"""

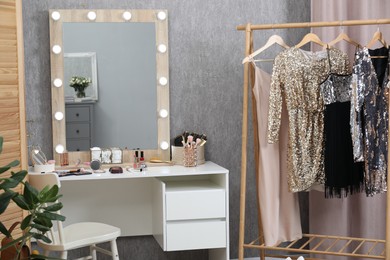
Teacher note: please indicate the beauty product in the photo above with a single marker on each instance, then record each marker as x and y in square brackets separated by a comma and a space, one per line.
[142, 164]
[136, 160]
[64, 158]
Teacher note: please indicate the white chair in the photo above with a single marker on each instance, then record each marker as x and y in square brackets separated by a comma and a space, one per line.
[75, 235]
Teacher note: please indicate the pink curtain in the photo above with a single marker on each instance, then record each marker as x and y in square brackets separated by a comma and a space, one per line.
[357, 215]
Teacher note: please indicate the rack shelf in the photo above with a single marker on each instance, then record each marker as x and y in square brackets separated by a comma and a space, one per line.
[328, 245]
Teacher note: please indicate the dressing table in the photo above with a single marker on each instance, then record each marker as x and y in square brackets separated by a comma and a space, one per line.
[184, 208]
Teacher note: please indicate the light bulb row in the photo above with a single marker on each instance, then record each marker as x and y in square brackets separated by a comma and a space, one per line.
[91, 15]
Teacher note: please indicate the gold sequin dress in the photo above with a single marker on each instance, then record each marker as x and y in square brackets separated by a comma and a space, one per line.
[296, 77]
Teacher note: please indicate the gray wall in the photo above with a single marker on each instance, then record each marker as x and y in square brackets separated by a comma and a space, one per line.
[206, 79]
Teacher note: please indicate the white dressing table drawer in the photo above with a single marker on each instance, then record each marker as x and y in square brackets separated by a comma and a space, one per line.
[78, 130]
[188, 235]
[203, 200]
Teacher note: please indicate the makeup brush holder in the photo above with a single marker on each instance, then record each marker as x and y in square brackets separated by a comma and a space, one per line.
[190, 156]
[178, 155]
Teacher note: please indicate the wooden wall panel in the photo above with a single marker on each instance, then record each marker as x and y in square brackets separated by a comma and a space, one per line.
[12, 107]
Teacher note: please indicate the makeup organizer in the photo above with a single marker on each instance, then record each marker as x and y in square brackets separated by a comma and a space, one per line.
[312, 242]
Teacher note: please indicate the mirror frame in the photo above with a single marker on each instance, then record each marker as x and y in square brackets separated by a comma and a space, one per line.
[61, 16]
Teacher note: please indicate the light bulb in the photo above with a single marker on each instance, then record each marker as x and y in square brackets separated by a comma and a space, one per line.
[59, 116]
[162, 48]
[60, 148]
[91, 16]
[161, 15]
[55, 16]
[126, 15]
[163, 113]
[57, 49]
[57, 83]
[164, 145]
[163, 81]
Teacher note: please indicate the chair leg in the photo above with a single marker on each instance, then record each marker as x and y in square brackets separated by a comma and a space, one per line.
[114, 250]
[64, 255]
[92, 250]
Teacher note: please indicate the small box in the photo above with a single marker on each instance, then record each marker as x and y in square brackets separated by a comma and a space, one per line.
[178, 155]
[44, 168]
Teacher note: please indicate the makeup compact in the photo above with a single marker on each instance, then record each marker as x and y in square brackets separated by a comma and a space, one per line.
[116, 169]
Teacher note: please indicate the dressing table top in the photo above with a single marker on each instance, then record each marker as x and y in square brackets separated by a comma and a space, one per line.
[155, 171]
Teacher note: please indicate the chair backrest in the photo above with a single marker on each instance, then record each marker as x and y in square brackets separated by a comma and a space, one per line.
[40, 181]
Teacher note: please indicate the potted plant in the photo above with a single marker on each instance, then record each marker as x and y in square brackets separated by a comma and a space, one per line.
[40, 216]
[79, 84]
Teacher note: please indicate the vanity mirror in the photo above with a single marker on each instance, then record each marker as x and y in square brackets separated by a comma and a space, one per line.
[129, 104]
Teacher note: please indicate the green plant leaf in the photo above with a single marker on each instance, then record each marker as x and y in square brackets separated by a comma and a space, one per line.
[54, 207]
[4, 169]
[41, 228]
[15, 241]
[9, 183]
[21, 202]
[51, 216]
[30, 194]
[5, 198]
[49, 196]
[43, 221]
[26, 221]
[4, 230]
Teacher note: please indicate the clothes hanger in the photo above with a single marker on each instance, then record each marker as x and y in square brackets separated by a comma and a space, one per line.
[343, 37]
[310, 37]
[377, 37]
[271, 41]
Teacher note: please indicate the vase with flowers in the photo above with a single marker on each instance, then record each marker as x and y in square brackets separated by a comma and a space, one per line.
[79, 84]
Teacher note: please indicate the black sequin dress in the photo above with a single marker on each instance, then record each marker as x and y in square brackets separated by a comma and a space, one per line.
[342, 175]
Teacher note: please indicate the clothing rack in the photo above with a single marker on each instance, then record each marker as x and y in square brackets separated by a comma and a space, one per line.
[313, 240]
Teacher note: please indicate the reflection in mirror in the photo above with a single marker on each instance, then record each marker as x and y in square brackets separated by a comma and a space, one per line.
[80, 65]
[125, 54]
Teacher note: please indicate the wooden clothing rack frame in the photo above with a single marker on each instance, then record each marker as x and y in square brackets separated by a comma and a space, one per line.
[349, 246]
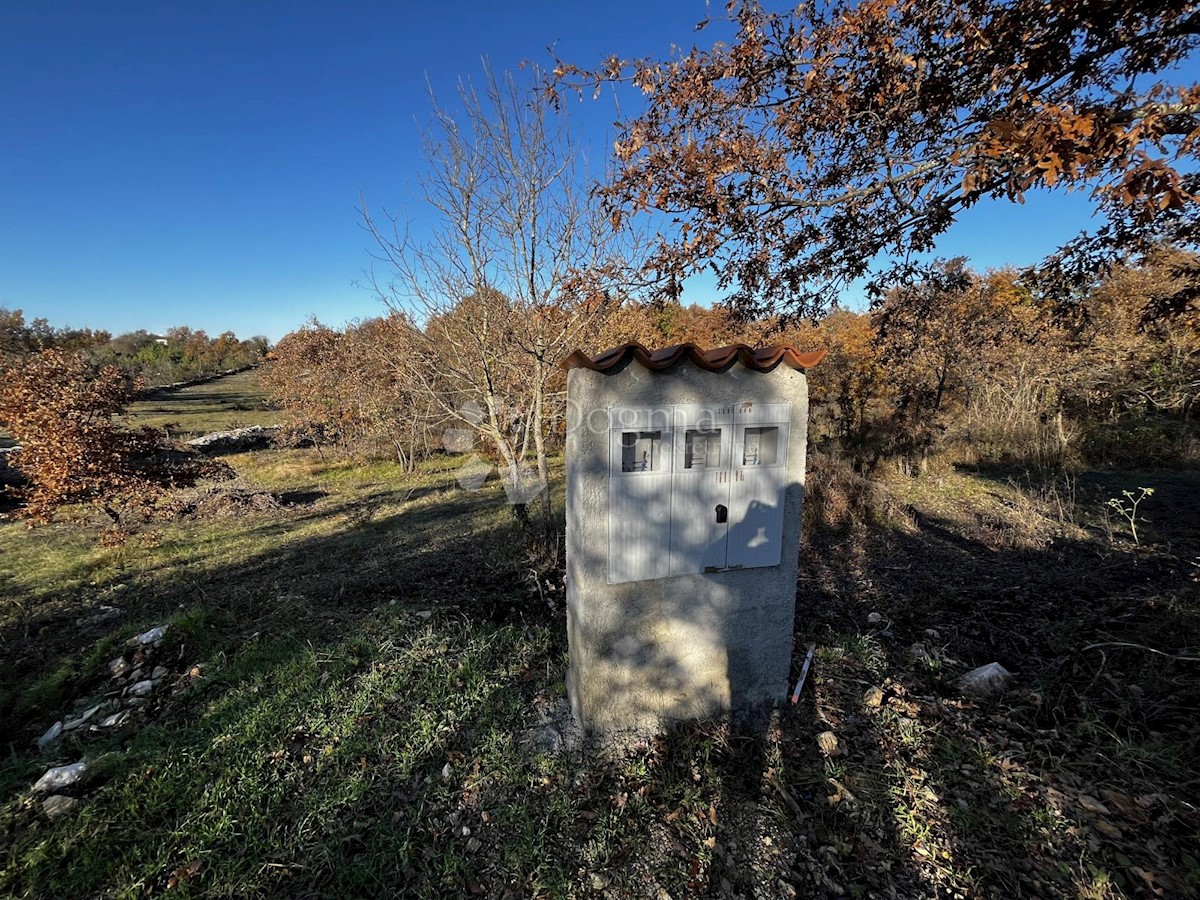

"""

Please restate the whole listing exactly, without any of its pictures.

• [Your response]:
Teacher note: please indicate the beauty product in the photo above with a single marker on each instance, then record each marker as x and y in square brackets separated by a comma and a space, one per line.
[142, 164]
[136, 160]
[64, 158]
Teacher note: please indicate the white chair in the photo above with a single marker on each instance, then record each marker as x and y in square brackets separated by a comma and a space, one per line.
[75, 235]
Teacher note: please indicate the pink curtain in the photo above with a single marker on each instance, then record each marker as x and y in square brackets separated by a comma and a space, one per line.
[357, 215]
Teacher note: please indicate the rack shelf in the photo above with a single marker on each instance, then record each marker as x and y in square brackets separated by a comma and a space, one per line.
[328, 245]
Teacher note: please indicate the dressing table in the photo above with a single marker on each instance, then record each marker as x and y in square brackets separated by a comma and a space, one per line.
[184, 208]
Teacher note: please indicate the light bulb row in the photo above with a single marker on each instance, then record each marker as x and y in square brackets separated by a comma and a space, one per line.
[91, 15]
Teacher note: please indicate the gold sequin dress in the photo above with a single marker on each instance, then record each marker as x and y in square brackets separated by a comma and a space, one per line.
[296, 77]
Teacher note: please indicate the gray wall in the photo above with a single marker on each instance, then record each marker as x and y in square brackets separated by a comma and a space, one per line.
[206, 79]
Teacher note: please indicate the white dressing table drawer in the photo above with a single marker on each instance, then record each marker as x and y in square brackets separated by a comma and a space, one per line.
[78, 130]
[188, 235]
[203, 200]
Teacher note: please indicate the makeup brush holder in the photo above with a single marker on each instance, then record each marker as x and y in square brackets separated by a comma and a space, one per line.
[190, 156]
[178, 155]
Teacher note: please indicate the wooden wall panel in the photo above with a single marker on each instance, then record each marker as x and y in square brackets separated by a comma and a space, one per line.
[12, 107]
Teacher note: please indicate the makeup organizer in the photo above with a single marker on each instance, then record each marker as x and y in square brackets separated by a comma and a space, one per line.
[312, 242]
Teacher note: please indicate the mirror frame in the photo above with a single marker on each instance, then record each marker as x and y in square brackets separated by a comma and a space, one per line.
[61, 16]
Teacher note: please indicate the light bulb in the photo above with a single marker on each instance, then record each marker as x and y in square brackets separated by a comma and a space, one per line.
[59, 116]
[162, 48]
[60, 148]
[91, 16]
[161, 15]
[55, 16]
[126, 15]
[163, 113]
[57, 49]
[57, 83]
[164, 145]
[163, 81]
Teacher note: please indicate the chair leg in the photo above with a single marker on each instance, then record each marker as x and y in square brackets separated by a comma and a space, one per line.
[114, 250]
[64, 255]
[92, 250]
Teacher note: please indicate the small box in the photo above with a single marker on each instance, then record each marker as x and y in square brackets separated by a comma and a space, one per line.
[178, 155]
[44, 168]
Teacher note: please indicate the makeup compact in the photo above with a single marker on each instance, then record each marker as x and y in square brackets separated by a comma and a space, one per line.
[116, 169]
Teacher note: please indicate the dressing table top in the photo above with a single marker on each instance, then record each marker as x and y in square brackets separated by a comma and a space, one per line.
[155, 171]
Teacher note: please indicate the chair backrest in the photo above with a single marker on each instance, then record each marker as x and y in square brackets separated by a comma and a space, one per line.
[40, 181]
Teacher note: please indicate the potted plant in the photo above with a single marker on each instance, then record each marker as x and y in square brackets separated by a comma and a space, one per line.
[40, 216]
[79, 84]
Teacher note: please indicate the vanity mirror in the photo above with a single marker on each instance, then record each marker as x and y in square brackets separated by a comma and a space, one per line.
[129, 104]
Teacher note: please indicate the green plant leaf in the photo above with a single marker on each instance, then record each marker as x and y in square brackets separated by a comma and a space, one per line.
[54, 207]
[4, 169]
[41, 228]
[15, 241]
[9, 183]
[21, 202]
[51, 216]
[30, 194]
[5, 198]
[49, 196]
[43, 221]
[26, 221]
[4, 230]
Teacher note: please indicate the clothes hanger in the photo above with a single marker on each instance, then record each marker as x and y in square brackets separated by a comma and a space, one per line.
[343, 37]
[310, 37]
[377, 37]
[271, 41]
Teacher note: please indicate the vase with flowers in the photo above with a single marker on each instance, then record each marker as x and y in square brackets separated by a comma and a space, one per line.
[79, 84]
Teacher note: please indicate the black sequin dress in the photo above with a single marker on each instance, then record each marker as x and y in square brackets separated by a comma and a space, one per line.
[342, 175]
Teacher note: please indicate the clothing rack in the photo above with a single marker on each instance, then record each marker as x and y in square brackets separated by a comma and a space, one per line.
[313, 240]
Teacher note: please indicate the reflection in mirror in the photo above with a single marker on each instance, then record each marker as x and y in square brackets separated by a comma and a space, one per line.
[80, 65]
[125, 54]
Teacher note: please indicate the wooden clothing rack frame in the photo above with a single marker on each instance, then record each marker as x and y in square brackets separated by a comma and a space, one per line.
[349, 246]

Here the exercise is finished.